*** Exercise inputs Section Begins ***

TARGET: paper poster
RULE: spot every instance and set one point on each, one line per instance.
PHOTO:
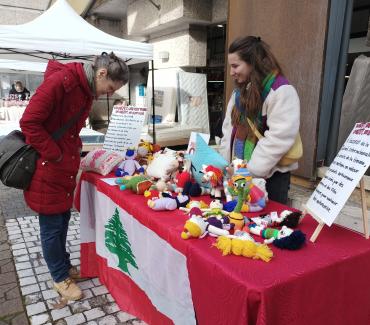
(124, 128)
(343, 175)
(193, 140)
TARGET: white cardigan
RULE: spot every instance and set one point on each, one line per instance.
(283, 112)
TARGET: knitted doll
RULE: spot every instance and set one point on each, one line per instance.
(168, 203)
(246, 247)
(137, 184)
(129, 166)
(284, 238)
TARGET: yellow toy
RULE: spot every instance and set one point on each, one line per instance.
(237, 245)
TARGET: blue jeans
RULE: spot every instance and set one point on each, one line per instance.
(53, 232)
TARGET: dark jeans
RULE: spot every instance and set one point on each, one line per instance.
(53, 232)
(277, 187)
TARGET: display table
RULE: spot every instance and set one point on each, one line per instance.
(323, 283)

*** Exercise inputs Section Ends ***

§ **What is expected**
Your copy should hold all the data word for word. It should hold no pictures.

§ **Exercise result**
TARGET: paper poster
RULE: spot every instance and set one point on each, one line per instance.
PHOTO:
(124, 128)
(343, 175)
(193, 140)
TARGET: white cardigan
RULE: spot every instance and set one point on each, one line per instance.
(283, 112)
TARGET: knitted doll
RULE: spot every instance and set one point on each, one line per instance.
(168, 203)
(246, 247)
(137, 184)
(129, 166)
(284, 238)
TARGET: yellow toy
RULE: spot every instance and set one point on each, one line per instance.
(237, 245)
TARGET: blue jeans
RULE: spot every instance and set one point on each, one line per instance.
(53, 232)
TARGET: dark jeans
RULE: spot every instance and set one point on each, one line per instance.
(53, 232)
(277, 187)
TARGET: display table
RULE: spot every instance and set one point on each, one line per instance.
(323, 283)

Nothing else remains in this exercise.